**ARTICLE**
START

Mountain biking should cover a very broad spectrum of bikes, from XC races bikes to big travel downhill bikes and it fails to effectively do that. (And it currently over focuses on bikes with motors, which hold absolutely zero interest for me and my buddies)
I think the danger is if you have 12 different bike group tests a year, you dilute the potential readership. So if you add e-bikes, 180mm bikes, dirt jump bikes, 27.5 bikes, etc to the list then that's half the year covering stuff I've no interest in, and probably going to lose subscriptions. Even worse if there's fewer issues/year.
At least MBR picked it's middle of the road <150mm niche and mostly stuck to it. It meant that each HT/100/120/140mm travel niche got 3-4 tests a year at different price points so even if a specific £2000 Trek Fuel wasn't covered, there was a £4000 one on the same frame, and some other £2k bikes with the same fork/dropper/group set/brakes to infer conclusions from.
Dirt on the other hand seemed to know it's readers and tried to sell them why they wanted an XC bike (there was a winner obviously, but it was a foregone conclusion that it would be the least-XC one), or an enduro bike, or a park bike etc.
If I was coming up with a fantasy magazine, it'd be Dirt, with more niche stuff. "Steve Jones goes bike packing with Sam Hill and Nigel Page", you'd have no idea of the hydrostatic head of the tents used, or the weight of the sleeping mats, but you'd at least get some rambling, unfiltered real-world opinions of them!
Dirt was absolutely brilliant - of all the "lost" magazines, thats the one I do genuinely look back on and miss having a trawl through, despite its tendancy to have tiny, dark blue text on black backgrounds at 90 degrees to the page etc! Maybe it was because it was around at the height of 4X and emergence of dirt jumping becoming a big thing - the early days of Identiti, DMR and Curtis etc... just all created a perfect storm.
I'll miss MBR. It was the first magazine I started reading back in 2001 - MBUK was a bit chaotic, What Mountain Bike too kit focussed and Singletrack hadn't quite come into existence. I can't say I've read any of them for a while as online content has improved, but MBR struck a good balance between day to day riding and interesting features, while MBUK felt like reading Max Power.

END

**LIST OF TASKS**
**A)** In the mountain bike magazine discussion, which magazine was the first one the writer began reading back in 2001?
**B)** Please carry on the mountain bike magazine discussion with a few more sentences that follow on from its final line.

**MATERIAL**
START

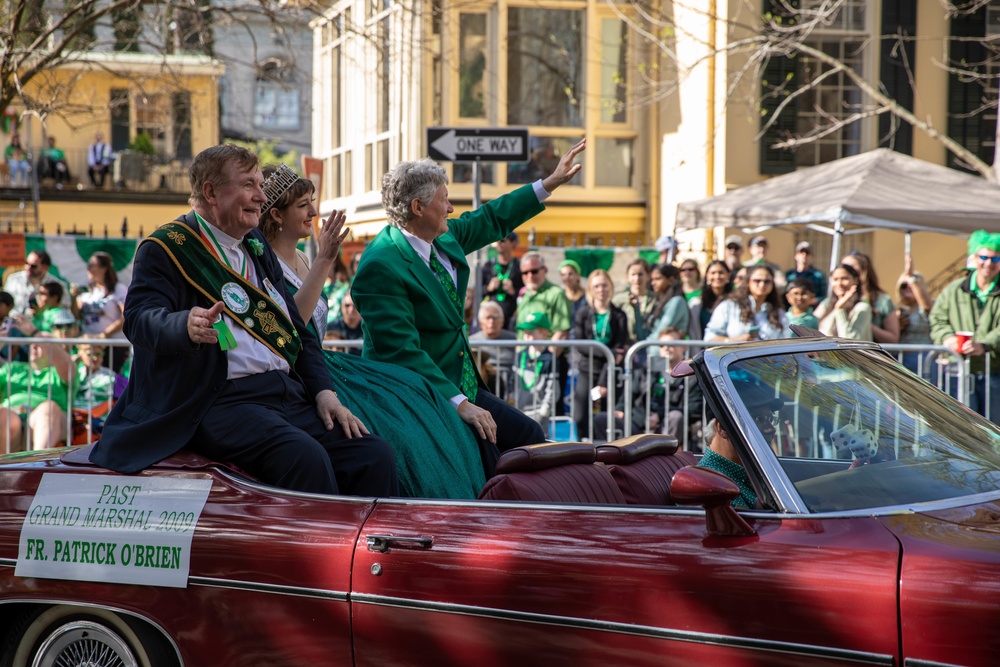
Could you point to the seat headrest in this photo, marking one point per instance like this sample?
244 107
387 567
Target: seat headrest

END

**OUTPUTS IN ORDER**
**A)** MBR

**B)**
Dirt was by a long way the best, despite the reviews being useless, but MBR was always the one I came back to. MBR were also the first magazine to publish some of my work - they were friendly, approachable and open to new ideas. I'd approached Singletrack with the same idea and they said something to the effect of "as we have no idea who you are, we don't think your work will be good enough - go get published somewhere else then speak to us again". Which was a surprise, as their articles always felt the most homemade.
The language in MBR was always weird though, as crazy legs mentioned. In my article they inserted the phrase "back to Blighty" which made me sick in my mouth. Having said that, I bought the last issue of Singletrack and that used the word "dinky" three times in one review which had the same effect.
@munrobiker - whoops! Guess I shouldn’t have referred to the South Glen Shiel Ridge as a dinky wee hill in Scotland, nor my drive home as my return to Blighty 😬🤦🏻♂️. In my defence, I did ask if you wanted to read the words before I submitted them, but no, you wanted a surprise 🤣
😱🤢
You're welcome
I got into mountain biking in 2002. I remember buying an issue of MBUK around that time (after all it was the one mountain biking magazine that would be on every magazine rack in the country) and found it impenetrable, too full of in-jokes, jargon and seemingly more about dirt jump, free ride, downhill and almost anything that wasn't like the hardtail with 80mm travel forks I'd bought. It did make me wonder a little whether the whole MTB scene might not be for me.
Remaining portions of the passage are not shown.